Evolution of the Rational Swarm Model

This provides a history of the evolution of the rational swarms model. It is intended both to give credit to the students and colleagues who have participated in this line of work over the years, but it also serves an educational goal. It shows how a long-term research direction evolves over many years, through several theses and resulting publications.

For an up-to-date perspective and model, see the following paper, published in the Royal Society Transactions. It best summarizes the approach and results up to 2025:

Gal A. Kaminka, Swarms can be rational. In Philosophical Transactions of the Royal Society A (2025)

The Effectiveness Index (EI), 2007–2010

The first version of the reward function was called Effectiveness Index (EI). It was presented in

Gal A. Kaminka, Dan Erusalimchik, and Sarit Kraus. Adaptive Multi-Robot Coordination: A Game-Theoretic Perspective, in Proceedings of IEEE International Conference on Robotics and Automation (ICRA), 2010.

EI is the ratio between the time and resources spent on coordination, and the total time and resources spent by the robot overall. The robot measures time and resource usage for itself, and thus no external information is required. When a collision occurs, the robot computers this ratio, and uses it as a reward for its previous selection. It then selects a new action using a greedy-epsilon scheme.

Dan Erusalimchik’s thesis presented the EI reward in detail, and examines its use in several different environments, and in several reinforcement learning settings (stateless, stateful, varying learning rates). The most demanding one was with Sony AIBO robots:

The Aligned Effectiveness Index, 2016–2020

The difficulty with the EI reward was that while each robot selfishly adapts to select collision-avoidance methods which reduces it own overhead, this can increase the overhead of others. Yinon Douchan’s thesis presented a generalized version of the EI reward, in which the individual rewards are aligned with the collective, by approximation. This paper also showed that the swarm task can be modeled as a repeating game with unknown horizon, and presented a continuous-time reinforcement-learning algorithm that is able to converge to a local-maximum Nash equilibrium, despite each of the robots not knowing anything about the tasks, goals, or actions of the other robots.
----------
Rewrite the passage of the rational swarm history starting with "The Effectiveness Index" and going on through "Automation (ICRA), 2010.", putting "Distributed" wherever "Adaptive" appears.
----------
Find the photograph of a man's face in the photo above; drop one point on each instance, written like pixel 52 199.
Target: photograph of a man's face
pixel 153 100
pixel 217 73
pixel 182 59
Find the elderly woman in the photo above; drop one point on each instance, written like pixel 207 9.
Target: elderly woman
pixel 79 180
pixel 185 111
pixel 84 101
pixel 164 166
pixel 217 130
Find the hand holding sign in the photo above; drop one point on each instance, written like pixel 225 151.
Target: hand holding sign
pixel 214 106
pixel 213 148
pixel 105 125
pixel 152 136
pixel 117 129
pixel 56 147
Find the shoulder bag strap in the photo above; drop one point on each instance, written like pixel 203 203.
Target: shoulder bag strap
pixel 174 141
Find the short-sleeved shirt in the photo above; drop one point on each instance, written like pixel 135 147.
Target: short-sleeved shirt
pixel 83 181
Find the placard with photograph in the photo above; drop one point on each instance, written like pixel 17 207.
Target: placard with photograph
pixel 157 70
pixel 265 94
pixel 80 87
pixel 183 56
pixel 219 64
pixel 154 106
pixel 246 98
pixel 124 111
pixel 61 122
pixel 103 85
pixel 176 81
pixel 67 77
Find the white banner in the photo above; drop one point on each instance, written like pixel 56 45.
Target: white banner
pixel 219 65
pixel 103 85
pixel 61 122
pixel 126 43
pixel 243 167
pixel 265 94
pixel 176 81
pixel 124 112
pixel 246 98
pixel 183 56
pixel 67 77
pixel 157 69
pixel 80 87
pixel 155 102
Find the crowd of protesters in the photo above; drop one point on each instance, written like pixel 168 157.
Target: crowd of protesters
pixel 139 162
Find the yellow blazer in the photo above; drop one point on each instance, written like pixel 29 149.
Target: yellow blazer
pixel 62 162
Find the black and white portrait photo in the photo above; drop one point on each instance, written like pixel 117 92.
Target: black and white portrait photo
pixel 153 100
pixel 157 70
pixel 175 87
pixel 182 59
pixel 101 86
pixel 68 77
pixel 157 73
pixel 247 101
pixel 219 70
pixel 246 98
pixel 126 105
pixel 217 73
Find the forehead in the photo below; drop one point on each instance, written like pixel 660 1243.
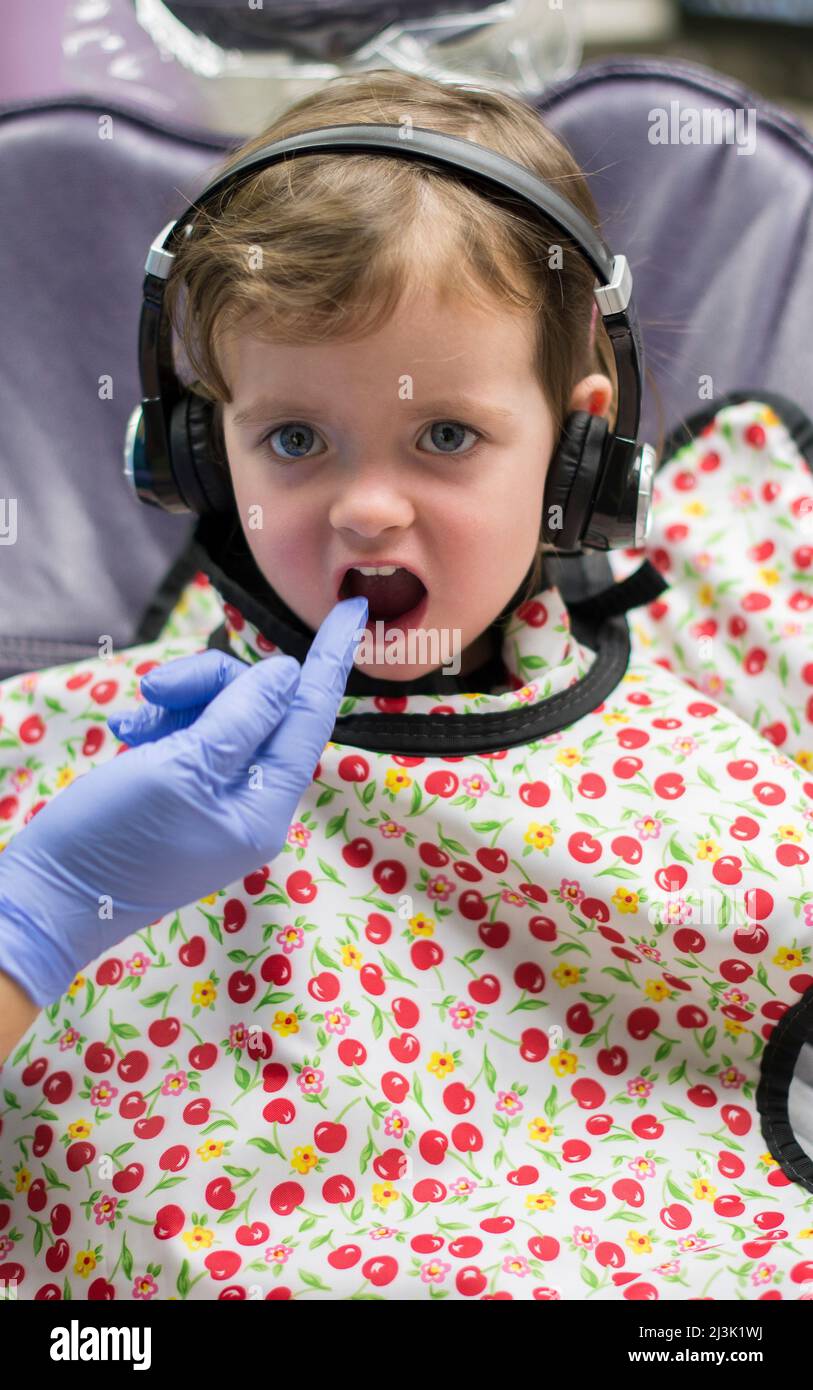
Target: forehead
pixel 428 339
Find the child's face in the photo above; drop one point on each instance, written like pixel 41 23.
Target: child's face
pixel 380 469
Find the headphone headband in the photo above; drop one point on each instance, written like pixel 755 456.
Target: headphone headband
pixel 149 459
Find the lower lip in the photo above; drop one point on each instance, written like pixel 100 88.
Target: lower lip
pixel 403 623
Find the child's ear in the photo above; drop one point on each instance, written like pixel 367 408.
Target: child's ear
pixel 592 394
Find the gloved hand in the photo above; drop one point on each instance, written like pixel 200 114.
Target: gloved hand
pixel 171 820
pixel 175 695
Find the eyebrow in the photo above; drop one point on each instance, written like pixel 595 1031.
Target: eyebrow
pixel 466 405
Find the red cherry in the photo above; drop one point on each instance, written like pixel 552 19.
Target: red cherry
pixel 359 852
pixel 353 767
pixel 535 794
pixel 300 887
pixel 192 952
pixel 442 784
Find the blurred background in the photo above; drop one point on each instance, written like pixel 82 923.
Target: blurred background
pixel 230 64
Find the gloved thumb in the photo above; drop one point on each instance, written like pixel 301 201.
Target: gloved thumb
pixel 245 713
pixel 191 680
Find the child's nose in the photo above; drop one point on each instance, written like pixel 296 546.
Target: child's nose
pixel 370 506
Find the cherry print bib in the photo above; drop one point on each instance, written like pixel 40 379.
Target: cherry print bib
pixel 523 1007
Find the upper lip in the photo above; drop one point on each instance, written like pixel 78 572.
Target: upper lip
pixel 353 565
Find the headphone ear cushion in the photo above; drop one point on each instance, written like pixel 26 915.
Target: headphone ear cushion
pixel 203 483
pixel 571 480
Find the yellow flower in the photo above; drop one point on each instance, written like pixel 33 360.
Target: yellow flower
pixel 213 1148
pixel 303 1158
pixel 384 1194
pixel 541 837
pixel 442 1064
pixel 285 1023
pixel 563 1064
pixel 199 1237
pixel 787 959
pixel 395 780
pixel 539 1201
pixel 566 975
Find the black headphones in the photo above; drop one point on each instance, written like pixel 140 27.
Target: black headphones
pixel 598 491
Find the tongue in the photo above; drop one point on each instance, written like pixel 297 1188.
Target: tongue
pixel 388 595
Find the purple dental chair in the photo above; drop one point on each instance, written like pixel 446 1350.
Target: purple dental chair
pixel 719 242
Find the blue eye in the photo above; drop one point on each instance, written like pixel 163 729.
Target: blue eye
pixel 296 437
pixel 448 430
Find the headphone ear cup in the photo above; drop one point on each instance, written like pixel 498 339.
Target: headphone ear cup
pixel 571 480
pixel 203 485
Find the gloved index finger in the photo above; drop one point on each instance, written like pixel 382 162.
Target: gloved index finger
pixel 309 723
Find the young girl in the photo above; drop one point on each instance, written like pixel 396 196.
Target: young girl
pixel 494 1022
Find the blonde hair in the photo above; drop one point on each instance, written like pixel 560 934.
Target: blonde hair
pixel 341 239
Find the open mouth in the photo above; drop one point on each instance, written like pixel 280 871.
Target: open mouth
pixel 395 595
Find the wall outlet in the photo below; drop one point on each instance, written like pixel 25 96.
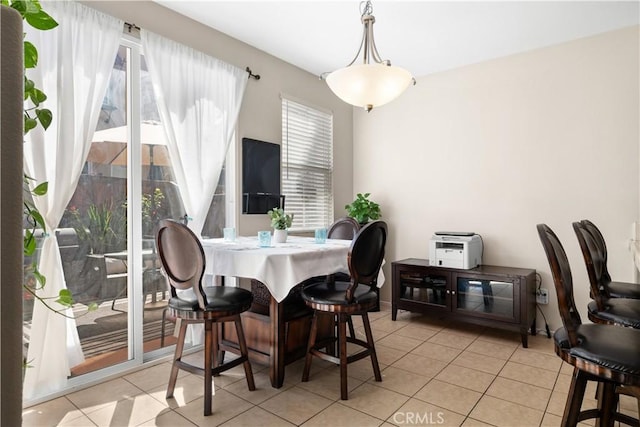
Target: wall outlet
pixel 542 296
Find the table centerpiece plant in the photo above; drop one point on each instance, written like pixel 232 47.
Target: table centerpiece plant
pixel 362 209
pixel 280 221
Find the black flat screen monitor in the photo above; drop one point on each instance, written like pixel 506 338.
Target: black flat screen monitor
pixel 260 176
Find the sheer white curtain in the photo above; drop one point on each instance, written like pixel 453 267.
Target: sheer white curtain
pixel 198 98
pixel 75 61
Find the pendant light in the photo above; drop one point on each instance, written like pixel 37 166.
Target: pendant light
pixel 368 84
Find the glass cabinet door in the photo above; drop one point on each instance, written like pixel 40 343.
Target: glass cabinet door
pixel 424 288
pixel 495 298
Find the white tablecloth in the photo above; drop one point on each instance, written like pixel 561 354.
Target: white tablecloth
pixel 281 266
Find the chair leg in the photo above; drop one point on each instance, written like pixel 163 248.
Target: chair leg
pixel 245 353
pixel 176 357
pixel 215 361
pixel 208 377
pixel 310 345
pixel 372 347
pixel 342 349
pixel 574 399
pixel 352 332
pixel 607 404
pixel 164 318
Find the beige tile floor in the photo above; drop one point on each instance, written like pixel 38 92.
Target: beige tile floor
pixel 434 373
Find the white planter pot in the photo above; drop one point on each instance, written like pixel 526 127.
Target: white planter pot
pixel 279 236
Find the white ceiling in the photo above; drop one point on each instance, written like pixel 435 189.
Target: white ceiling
pixel 421 36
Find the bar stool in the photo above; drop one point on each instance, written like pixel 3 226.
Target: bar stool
pixel 599 352
pixel 344 299
pixel 183 261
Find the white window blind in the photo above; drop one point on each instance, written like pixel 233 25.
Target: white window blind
pixel 307 165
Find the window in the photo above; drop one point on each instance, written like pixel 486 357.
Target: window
pixel 307 165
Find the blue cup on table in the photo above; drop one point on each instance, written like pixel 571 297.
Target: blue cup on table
pixel 321 235
pixel 229 234
pixel 264 239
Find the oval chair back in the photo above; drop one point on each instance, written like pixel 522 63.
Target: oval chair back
pixel 561 273
pixel 182 258
pixel 366 255
pixel 594 261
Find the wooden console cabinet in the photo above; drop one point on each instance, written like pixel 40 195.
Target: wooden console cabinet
pixel 501 297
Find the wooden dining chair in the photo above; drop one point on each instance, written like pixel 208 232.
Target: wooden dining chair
pixel 610 288
pixel 183 261
pixel 345 299
pixel 598 352
pixel 603 308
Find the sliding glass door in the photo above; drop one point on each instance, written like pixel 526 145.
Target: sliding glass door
pixel 106 233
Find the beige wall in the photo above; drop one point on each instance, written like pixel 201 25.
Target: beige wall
pixel 260 115
pixel 547 136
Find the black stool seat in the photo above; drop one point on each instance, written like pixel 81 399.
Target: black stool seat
pixel 619 311
pixel 624 290
pixel 332 294
pixel 231 300
pixel 602 346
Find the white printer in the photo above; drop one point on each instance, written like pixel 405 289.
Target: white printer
pixel 455 249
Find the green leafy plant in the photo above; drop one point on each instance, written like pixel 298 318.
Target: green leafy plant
pixel 362 209
pixel 96 228
pixel 32 12
pixel 152 211
pixel 279 219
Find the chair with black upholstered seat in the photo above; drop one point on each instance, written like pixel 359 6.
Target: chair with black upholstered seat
pixel 598 352
pixel 345 299
pixel 610 288
pixel 183 261
pixel 604 308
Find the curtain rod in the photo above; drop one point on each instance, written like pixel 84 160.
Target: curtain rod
pixel 248 70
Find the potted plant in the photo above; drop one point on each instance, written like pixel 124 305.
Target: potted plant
pixel 362 209
pixel 280 222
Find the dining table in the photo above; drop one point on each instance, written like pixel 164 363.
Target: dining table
pixel 280 267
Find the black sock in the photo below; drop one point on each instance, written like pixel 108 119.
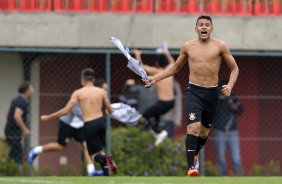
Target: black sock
pixel 200 144
pixel 102 159
pixel 191 146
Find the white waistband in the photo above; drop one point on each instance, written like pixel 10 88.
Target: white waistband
pixel 202 86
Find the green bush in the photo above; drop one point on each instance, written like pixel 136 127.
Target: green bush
pixel 272 168
pixel 136 155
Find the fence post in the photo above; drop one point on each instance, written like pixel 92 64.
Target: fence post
pixel 108 79
pixel 202 161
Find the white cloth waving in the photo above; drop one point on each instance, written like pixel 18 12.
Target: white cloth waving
pixel 133 64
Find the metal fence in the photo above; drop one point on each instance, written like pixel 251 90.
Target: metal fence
pixel 55 74
pixel 220 7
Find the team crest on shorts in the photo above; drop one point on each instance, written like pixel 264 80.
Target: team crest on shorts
pixel 192 116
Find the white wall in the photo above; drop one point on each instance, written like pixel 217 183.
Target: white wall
pixel 87 30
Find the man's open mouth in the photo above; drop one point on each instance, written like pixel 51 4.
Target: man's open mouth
pixel 204 33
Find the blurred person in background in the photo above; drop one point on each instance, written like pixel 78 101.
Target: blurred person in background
pixel 226 133
pixel 17 118
pixel 165 95
pixel 91 100
pixel 101 83
pixel 203 56
pixel 70 126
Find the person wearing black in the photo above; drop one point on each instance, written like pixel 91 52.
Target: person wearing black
pixel 226 133
pixel 16 126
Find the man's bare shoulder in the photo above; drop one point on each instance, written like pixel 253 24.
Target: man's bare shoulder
pixel 219 42
pixel 189 43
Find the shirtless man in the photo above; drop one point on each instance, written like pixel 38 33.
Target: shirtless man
pixel 165 94
pixel 204 56
pixel 91 100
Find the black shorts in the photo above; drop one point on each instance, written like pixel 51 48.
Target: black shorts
pixel 158 109
pixel 201 103
pixel 66 132
pixel 95 133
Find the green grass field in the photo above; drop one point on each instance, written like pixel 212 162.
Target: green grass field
pixel 140 180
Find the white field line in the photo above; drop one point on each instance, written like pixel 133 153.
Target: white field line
pixel 34 181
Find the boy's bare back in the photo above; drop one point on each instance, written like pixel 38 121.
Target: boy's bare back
pixel 91 100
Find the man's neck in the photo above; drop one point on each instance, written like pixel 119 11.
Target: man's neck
pixel 88 84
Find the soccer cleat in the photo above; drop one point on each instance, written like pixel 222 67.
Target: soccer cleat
pixel 31 156
pixel 196 162
pixel 160 137
pixel 111 163
pixel 97 173
pixel 192 171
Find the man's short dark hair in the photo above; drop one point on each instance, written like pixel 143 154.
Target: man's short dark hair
pixel 23 87
pixel 162 60
pixel 99 83
pixel 88 74
pixel 207 17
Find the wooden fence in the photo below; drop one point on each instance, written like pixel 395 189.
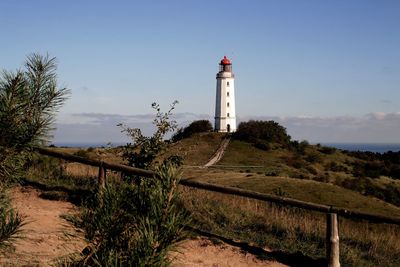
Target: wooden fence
pixel 332 233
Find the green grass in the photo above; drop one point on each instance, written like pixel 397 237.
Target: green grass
pixel 196 150
pixel 306 190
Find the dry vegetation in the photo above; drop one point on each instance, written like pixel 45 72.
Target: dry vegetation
pixel 316 175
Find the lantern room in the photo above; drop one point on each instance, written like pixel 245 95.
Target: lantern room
pixel 225 65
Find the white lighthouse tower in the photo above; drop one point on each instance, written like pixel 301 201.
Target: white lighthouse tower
pixel 225 117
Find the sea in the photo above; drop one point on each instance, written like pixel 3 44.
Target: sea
pixel 373 147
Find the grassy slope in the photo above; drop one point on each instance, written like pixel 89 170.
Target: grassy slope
pixel 306 190
pixel 196 150
pixel 233 170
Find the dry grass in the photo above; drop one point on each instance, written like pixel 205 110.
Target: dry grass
pixel 287 229
pixel 291 229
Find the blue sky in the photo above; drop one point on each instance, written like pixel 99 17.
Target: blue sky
pixel 329 71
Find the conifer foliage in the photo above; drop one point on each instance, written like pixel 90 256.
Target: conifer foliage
pixel 29 99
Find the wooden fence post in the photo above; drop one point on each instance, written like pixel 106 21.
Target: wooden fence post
pixel 102 177
pixel 332 240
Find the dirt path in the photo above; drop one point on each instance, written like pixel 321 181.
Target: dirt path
pixel 203 252
pixel 47 236
pixel 219 153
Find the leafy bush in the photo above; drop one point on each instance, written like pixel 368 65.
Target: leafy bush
pixel 143 150
pixel 327 150
pixel 82 153
pixel 262 145
pixel 257 131
pixel 199 126
pixel 313 157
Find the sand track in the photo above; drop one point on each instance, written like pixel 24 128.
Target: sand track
pixel 48 238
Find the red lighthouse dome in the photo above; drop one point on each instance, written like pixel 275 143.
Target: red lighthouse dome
pixel 225 61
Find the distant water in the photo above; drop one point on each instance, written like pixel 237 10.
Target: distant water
pixel 380 148
pixel 86 145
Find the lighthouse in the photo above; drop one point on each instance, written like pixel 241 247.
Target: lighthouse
pixel 225 117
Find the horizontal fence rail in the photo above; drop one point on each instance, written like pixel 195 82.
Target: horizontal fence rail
pixel 226 189
pixel 332 232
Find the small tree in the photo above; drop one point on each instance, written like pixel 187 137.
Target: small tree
pixel 143 150
pixel 199 126
pixel 137 221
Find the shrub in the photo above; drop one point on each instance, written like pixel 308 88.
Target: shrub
pixel 313 157
pixel 143 150
pixel 267 131
pixel 199 126
pixel 327 150
pixel 262 145
pixel 135 224
pixel 82 153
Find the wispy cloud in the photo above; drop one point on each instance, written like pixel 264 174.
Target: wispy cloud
pixel 372 127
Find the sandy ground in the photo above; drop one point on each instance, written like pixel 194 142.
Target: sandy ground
pixel 203 252
pixel 48 238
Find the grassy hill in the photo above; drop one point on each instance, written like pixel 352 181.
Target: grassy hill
pixel 309 173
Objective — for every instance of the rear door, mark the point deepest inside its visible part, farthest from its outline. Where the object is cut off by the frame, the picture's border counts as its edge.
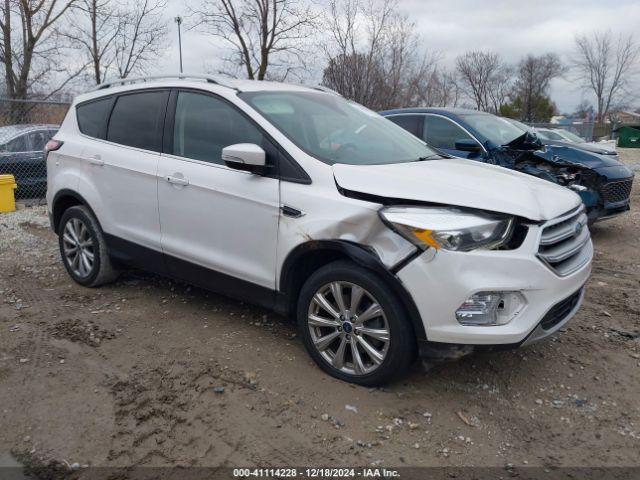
(15, 159)
(120, 172)
(38, 169)
(218, 224)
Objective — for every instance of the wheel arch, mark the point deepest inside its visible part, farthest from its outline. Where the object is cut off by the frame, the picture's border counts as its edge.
(306, 258)
(62, 201)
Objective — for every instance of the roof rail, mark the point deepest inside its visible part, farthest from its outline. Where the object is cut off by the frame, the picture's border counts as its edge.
----------
* Task output *
The Effectiveness Index (EI), 2007–2010

The first version of the reward function was called Effectiveness Index (EI). It was presented in

Gal A. Kaminka, Dan Erusalimchik, and Sarit Kraus. Distributed Multi-Robot Coordination: A Game-Theoretic Perspective, in Proceedings of IEEE International Conference on Robotics and Automation (ICRA), 2010.